### Text excerpt

Hush Little Soul

Recently I have become aware again of something I probably have known for a long time.  Perhaps I have even known it my whole lifetime!  It is not a dramatic knowing, but it is healthy and can be healing.  What more can we ask?  Put simply, I became aware again of what I would call the simple soulfulness of quiet and aloneness.  I can put more fancy spiritual terminology to this, but the simplicity is sufficient for now. 

I like to be engaged in my work.  I like being with people.  I know my life still borders on the too-busy end of the spectrum.  Even though I am getting older, I wonder whether I am any wiser?  I know more than I execute.  Ignorance often is not the problem.  I know enough to grow spiritually, but frequently my stupidity blunts the process.  So I find myself in the same place year after year.  It is not a disaster, but there is a mountain yet to climb.  I still like the metaphor of mountain when thinking about spirituality.  In many ways, I still am a flat-lander! 

Most of what I do is good stuff.  I help people.  I have fun doing what I do.  There is virtually no complaint coming out of my heart.  I am always tempted by the “more.”  Perhaps this is the general sickness of America.  From the get-go we are taught to go for “more.”  This is not inherently bad; it certainly is not evil.  But it can drain the soul.  Paradoxically, in soulful terms, “more” is often like the desert.  We are tempted to see “more” in lush terms, when in fact, it is desert.

### Jobs
A - Please rewrite the "Hush Little Soul" essay, starting with "Hush Little Soul" and going on through "sufficient for now.", with "solitude" in place of "aloneness".
B - Continue the "Hush Little Soul" essay from the point where it stops.

### Entries
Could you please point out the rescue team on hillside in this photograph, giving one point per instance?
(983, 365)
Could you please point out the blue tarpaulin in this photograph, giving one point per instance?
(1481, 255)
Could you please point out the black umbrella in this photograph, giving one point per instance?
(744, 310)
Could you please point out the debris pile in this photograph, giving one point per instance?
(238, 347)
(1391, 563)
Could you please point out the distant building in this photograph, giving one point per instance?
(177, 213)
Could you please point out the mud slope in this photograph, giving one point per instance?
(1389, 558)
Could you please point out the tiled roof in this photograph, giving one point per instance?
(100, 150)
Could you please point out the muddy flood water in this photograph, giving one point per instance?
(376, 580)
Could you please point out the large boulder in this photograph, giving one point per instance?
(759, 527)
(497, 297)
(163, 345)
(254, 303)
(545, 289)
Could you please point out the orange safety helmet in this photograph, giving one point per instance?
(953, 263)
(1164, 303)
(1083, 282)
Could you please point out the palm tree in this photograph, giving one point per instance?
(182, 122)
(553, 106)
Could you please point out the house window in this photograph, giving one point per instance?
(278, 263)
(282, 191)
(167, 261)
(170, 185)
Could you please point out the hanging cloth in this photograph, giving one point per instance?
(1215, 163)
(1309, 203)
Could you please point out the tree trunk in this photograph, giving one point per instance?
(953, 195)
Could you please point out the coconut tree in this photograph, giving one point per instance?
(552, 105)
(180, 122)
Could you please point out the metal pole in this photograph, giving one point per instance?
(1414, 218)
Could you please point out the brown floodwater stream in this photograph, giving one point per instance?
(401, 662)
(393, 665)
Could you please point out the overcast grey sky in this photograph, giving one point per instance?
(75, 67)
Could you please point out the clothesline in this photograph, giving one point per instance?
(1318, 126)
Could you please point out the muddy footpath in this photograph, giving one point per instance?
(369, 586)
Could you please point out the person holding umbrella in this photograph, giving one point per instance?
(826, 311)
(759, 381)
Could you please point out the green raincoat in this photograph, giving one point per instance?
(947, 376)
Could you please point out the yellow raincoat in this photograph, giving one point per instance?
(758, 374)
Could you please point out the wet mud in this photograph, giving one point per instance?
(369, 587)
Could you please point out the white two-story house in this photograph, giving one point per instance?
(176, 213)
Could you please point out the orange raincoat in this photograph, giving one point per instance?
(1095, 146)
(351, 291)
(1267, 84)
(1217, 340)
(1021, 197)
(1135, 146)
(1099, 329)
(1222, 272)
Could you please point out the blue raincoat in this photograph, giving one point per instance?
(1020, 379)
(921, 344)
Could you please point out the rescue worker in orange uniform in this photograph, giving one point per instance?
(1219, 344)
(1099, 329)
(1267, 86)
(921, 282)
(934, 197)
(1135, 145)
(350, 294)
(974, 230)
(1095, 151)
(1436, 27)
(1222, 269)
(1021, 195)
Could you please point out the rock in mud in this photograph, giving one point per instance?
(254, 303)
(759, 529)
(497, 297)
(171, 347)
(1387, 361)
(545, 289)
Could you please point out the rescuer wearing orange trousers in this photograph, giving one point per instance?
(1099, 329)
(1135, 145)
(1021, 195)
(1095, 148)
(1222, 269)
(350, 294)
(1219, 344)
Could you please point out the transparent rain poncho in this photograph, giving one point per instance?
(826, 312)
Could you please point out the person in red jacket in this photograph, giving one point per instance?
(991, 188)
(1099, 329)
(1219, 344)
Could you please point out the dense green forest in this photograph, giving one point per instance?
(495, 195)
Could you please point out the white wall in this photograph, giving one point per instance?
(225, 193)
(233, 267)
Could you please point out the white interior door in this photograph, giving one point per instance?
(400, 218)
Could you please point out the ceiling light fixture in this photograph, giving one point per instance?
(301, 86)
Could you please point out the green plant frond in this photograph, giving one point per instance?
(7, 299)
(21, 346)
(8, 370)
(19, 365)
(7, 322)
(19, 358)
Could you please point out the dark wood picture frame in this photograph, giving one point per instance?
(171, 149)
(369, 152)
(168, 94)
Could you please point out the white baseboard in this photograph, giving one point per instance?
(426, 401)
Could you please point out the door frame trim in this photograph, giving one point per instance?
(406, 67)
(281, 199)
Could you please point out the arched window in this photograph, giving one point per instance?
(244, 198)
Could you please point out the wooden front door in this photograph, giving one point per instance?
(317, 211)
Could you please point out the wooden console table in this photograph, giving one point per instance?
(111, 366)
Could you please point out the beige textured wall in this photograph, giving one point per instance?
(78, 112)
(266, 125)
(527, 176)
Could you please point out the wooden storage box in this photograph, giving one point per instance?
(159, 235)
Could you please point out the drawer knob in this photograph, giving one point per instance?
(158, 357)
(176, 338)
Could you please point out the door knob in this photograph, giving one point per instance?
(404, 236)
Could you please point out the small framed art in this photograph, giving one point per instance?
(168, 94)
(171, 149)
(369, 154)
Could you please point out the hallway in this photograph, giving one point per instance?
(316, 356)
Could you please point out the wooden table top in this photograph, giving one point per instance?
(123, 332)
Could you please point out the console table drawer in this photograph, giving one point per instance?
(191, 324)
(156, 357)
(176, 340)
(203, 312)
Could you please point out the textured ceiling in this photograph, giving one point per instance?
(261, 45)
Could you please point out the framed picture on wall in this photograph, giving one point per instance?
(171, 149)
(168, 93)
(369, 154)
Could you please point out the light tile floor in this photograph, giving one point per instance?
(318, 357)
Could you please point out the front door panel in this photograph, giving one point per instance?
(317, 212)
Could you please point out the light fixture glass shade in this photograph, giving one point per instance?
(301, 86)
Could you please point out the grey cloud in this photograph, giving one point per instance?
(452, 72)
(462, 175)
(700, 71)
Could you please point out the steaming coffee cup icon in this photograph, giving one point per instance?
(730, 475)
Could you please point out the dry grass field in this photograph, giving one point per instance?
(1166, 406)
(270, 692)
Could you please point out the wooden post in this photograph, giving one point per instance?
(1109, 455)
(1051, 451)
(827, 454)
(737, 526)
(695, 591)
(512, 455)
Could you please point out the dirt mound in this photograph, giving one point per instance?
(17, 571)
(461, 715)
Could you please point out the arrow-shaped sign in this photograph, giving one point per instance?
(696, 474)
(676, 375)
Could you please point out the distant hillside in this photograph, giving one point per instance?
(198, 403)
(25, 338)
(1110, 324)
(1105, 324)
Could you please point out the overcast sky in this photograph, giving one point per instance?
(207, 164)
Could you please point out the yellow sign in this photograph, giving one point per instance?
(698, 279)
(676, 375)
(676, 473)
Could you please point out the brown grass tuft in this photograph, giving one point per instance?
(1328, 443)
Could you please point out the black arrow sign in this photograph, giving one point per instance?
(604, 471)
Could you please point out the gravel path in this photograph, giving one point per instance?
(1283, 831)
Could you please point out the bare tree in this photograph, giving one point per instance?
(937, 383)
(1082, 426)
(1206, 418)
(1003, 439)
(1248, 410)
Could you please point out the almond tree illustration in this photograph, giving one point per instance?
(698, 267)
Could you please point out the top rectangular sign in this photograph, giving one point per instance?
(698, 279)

### Written answers
A -
Hush Little Soul

Recently I have become aware again of something I probably have known for a long time.  Perhaps I have even known it my whole lifetime!  It is not a dramatic knowing, but it is healthy and can be healing.  What more can we ask?  Put simply, I became aware again of what I would call the simple soulfulness of quiet and solitude.  I can put more fancy spiritual terminology to this, but the simplicity is sufficient for now.

B -
Going for more usually takes more from us.  It takes more time, more energy, more everything.  Frequently that leaves less for our real, deeper, true self.  Instead of nurturing that true self, we deplete it because we have no time, no energy, no nothing.  Too often, we awake to discover that we have “more” and are feeling less fulfilled, less whole.  Spirituality almost always turns out to be oddly true.  It is true---but it is oddly true. 

No doubt, this was the opening for recently becoming aware again of what I have known for a long time.  It is as if I have to learn all over again the soulful necessity of being quiet and alone.  The more normal spiritual terms for these are silence and solitude.  I like these words, but sometimes I need a different vocabulary.  So today I prefer quiet and alone.   

I know the word, quiet, comes from the Latin word, quies.  Obviously it shows us our English word.  But I like some of the other translations, which give me even more spiritual depth.  Quies also means “rest, relaxation, recreation and peace.”  These are all very good words for me to give focus.  But spiritually speaking, they have to become more than simply words or interesting ideas.  The spiritual trick is to take the idea and incorporate it into one’s actual life. 

Physically everyone knows the need for rest.  Most of us go to bed at night in order to get rest.  Our busy lives need rest from activity---from involvement.  Relaxation is a different version of rest.  To relax is typically an antidote to the seriousness and, sometimes, stress we often find in our lives.  These kinds of issues can be problems for people even when they have left the work world.   

I have always liked the idea of recreation.  Of course, it can mean play; that’s what it meant when I was a kid.  Recreation was recess from classes!  Recreation was playing instead of working.  It was meant to be fun.  However, for too many of us recreation came to be a kind of alternative stress.  We played too hard.  We risked not having any fun at all.  That is when I needed to be reminded that recreation is really re-creation---to be created again and again.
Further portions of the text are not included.